◆ THE REQUEST ◆
Can you update the rows below by changing every "Target" to "Label" and leaving everything else as it is? Leave the pictures out of your answer.

##### DATA SHOWN

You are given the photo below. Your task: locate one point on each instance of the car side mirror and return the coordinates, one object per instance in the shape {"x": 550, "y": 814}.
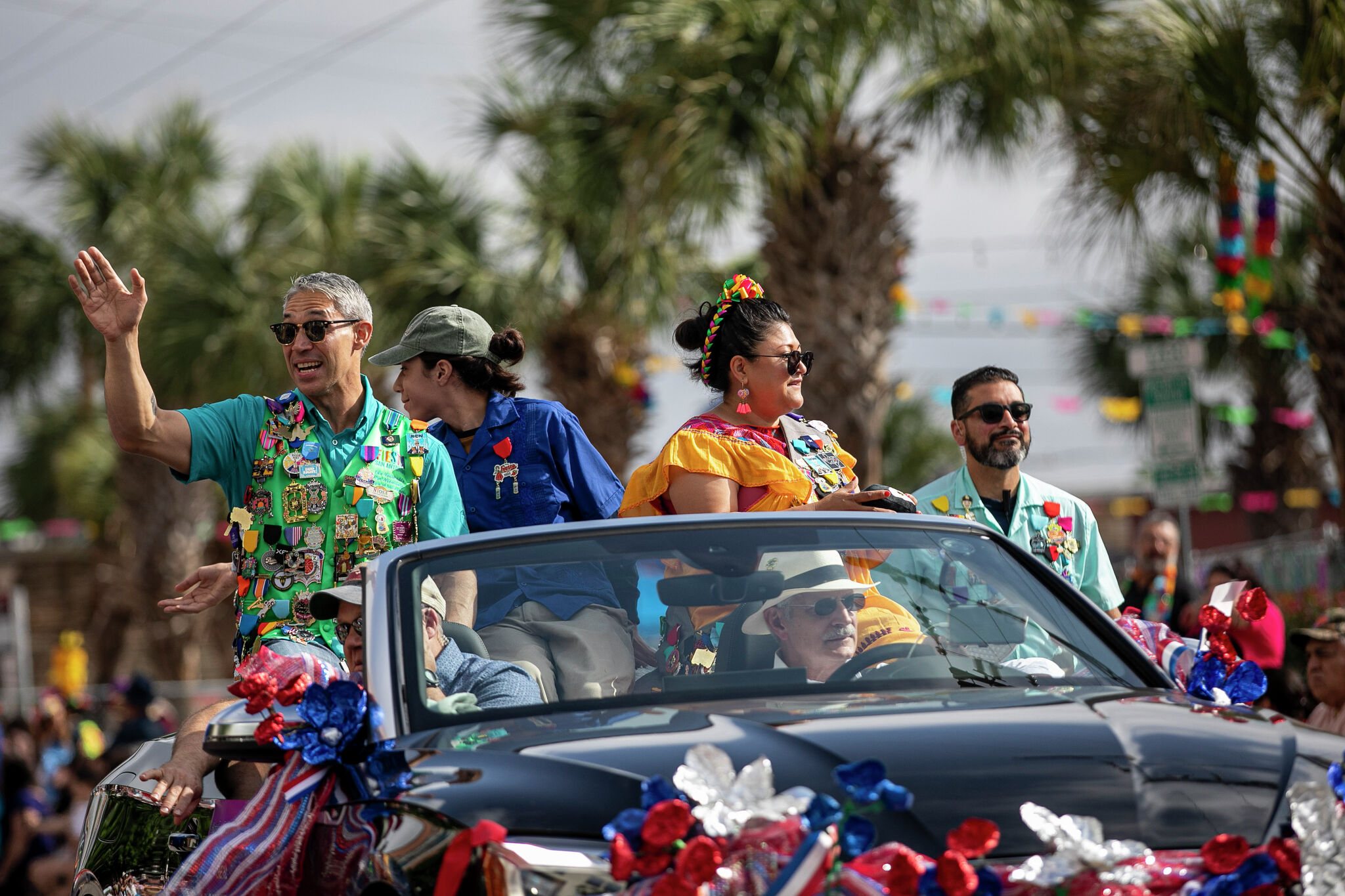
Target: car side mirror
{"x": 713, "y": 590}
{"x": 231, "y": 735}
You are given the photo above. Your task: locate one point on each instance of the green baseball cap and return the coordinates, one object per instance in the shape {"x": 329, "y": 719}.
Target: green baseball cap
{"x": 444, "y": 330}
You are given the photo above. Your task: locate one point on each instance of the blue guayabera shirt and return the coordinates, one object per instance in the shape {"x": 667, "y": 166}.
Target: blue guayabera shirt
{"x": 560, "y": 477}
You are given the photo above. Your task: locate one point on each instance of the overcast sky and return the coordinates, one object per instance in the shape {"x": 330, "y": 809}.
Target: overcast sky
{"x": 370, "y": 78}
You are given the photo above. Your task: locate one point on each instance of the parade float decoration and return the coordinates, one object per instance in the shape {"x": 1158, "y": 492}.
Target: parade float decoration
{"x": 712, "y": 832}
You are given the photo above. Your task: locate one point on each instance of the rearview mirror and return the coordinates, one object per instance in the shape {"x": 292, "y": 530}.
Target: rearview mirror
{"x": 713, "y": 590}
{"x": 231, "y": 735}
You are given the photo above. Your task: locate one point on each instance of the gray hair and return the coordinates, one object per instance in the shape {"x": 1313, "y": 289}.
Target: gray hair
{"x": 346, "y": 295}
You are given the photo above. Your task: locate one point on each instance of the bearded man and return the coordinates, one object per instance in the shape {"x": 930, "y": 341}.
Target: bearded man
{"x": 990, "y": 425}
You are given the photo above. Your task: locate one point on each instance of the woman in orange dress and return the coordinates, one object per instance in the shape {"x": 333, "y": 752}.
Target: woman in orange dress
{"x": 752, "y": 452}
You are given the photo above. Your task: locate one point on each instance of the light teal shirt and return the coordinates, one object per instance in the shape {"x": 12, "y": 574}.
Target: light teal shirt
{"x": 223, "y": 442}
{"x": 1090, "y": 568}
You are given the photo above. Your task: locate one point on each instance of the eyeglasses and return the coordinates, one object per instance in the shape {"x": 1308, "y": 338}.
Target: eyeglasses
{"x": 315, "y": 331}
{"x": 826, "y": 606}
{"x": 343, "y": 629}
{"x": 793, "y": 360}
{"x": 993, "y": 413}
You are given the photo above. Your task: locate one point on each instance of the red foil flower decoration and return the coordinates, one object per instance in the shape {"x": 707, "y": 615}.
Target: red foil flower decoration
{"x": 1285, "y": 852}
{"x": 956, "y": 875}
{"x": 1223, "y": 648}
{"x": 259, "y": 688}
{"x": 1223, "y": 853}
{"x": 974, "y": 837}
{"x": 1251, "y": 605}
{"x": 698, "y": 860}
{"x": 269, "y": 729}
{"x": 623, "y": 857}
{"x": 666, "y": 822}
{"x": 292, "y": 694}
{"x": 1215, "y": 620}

##########

◆ COMPLETE OUTPUT ◆
You are given the photo below. Your task: locate one point on each instance of the car side mirror and return the coordinates, one object per instance in the shape {"x": 550, "y": 814}.
Label: car side mirror
{"x": 713, "y": 590}
{"x": 231, "y": 735}
You are given the photo above. Your task: locate one point on each instance of the green baseball cap and return the coordinates, one object per instance in the shape {"x": 329, "y": 719}.
Label: green baseball cap
{"x": 444, "y": 330}
You are given the photo above. Your task: locate one point on each instance of the blue guayabera shirt and return the coordinates, one object per instance in the shape {"x": 667, "y": 166}.
Label: blue guayabera shirt
{"x": 560, "y": 477}
You are given the photo above. Your task: locate one point on each instance of the overcast sky and return the coordinates, one object per instance in the shape {"x": 330, "y": 809}.
Label: overcast sky
{"x": 370, "y": 78}
You are given the photo above. Your task: locate one point on each instance of the parade float decoration and return the coordinates, one object per instance in the shape {"x": 1158, "y": 492}.
Label: parade float decoration
{"x": 712, "y": 832}
You are given the photo above. Your task: locate one point on each instance of the rearview mirror and return the coordinates, one object per instance in the shape {"x": 292, "y": 530}.
Label: rearview mirror
{"x": 713, "y": 590}
{"x": 231, "y": 735}
You are given the photo above. Your task: locate one point on each instance of the gray hair and return the coordinates, one object per instance in the shape {"x": 1313, "y": 289}.
Label: gray hair
{"x": 346, "y": 295}
You are given the photo above. Your task: locate one point on each instance of the bearded man and return the coordinates, one object per instance in the shape {"x": 930, "y": 341}.
Label: bearded man
{"x": 990, "y": 425}
You are given the photo above. Your task: locate one point on each instance of the woman in orange dress and return the coordinates, one object per instance in the shape {"x": 333, "y": 752}.
Label: woman in orange dress
{"x": 752, "y": 452}
You are given the photo above. Your task: locate one point on each instance of the light teal shirt and return the coordinates, one object per instance in the shape {"x": 12, "y": 574}.
Label: light teal shirt
{"x": 223, "y": 442}
{"x": 1090, "y": 568}
You are given the photo above. Your task: locate one point on each instance of the eyeglasses and return the coordinates, one object per instance in the shape {"x": 1308, "y": 338}.
Label: eyeglasses
{"x": 315, "y": 331}
{"x": 826, "y": 606}
{"x": 343, "y": 629}
{"x": 793, "y": 360}
{"x": 993, "y": 413}
You are given the photo above. Your task: locate one point on each instance of the red foil flower decoration and return the coordinates, one object per instance in the shape {"x": 707, "y": 615}.
Label: red foil flower decoration
{"x": 1285, "y": 852}
{"x": 956, "y": 875}
{"x": 1223, "y": 648}
{"x": 259, "y": 688}
{"x": 1223, "y": 853}
{"x": 974, "y": 837}
{"x": 1251, "y": 605}
{"x": 698, "y": 860}
{"x": 269, "y": 729}
{"x": 623, "y": 857}
{"x": 666, "y": 822}
{"x": 292, "y": 694}
{"x": 1215, "y": 620}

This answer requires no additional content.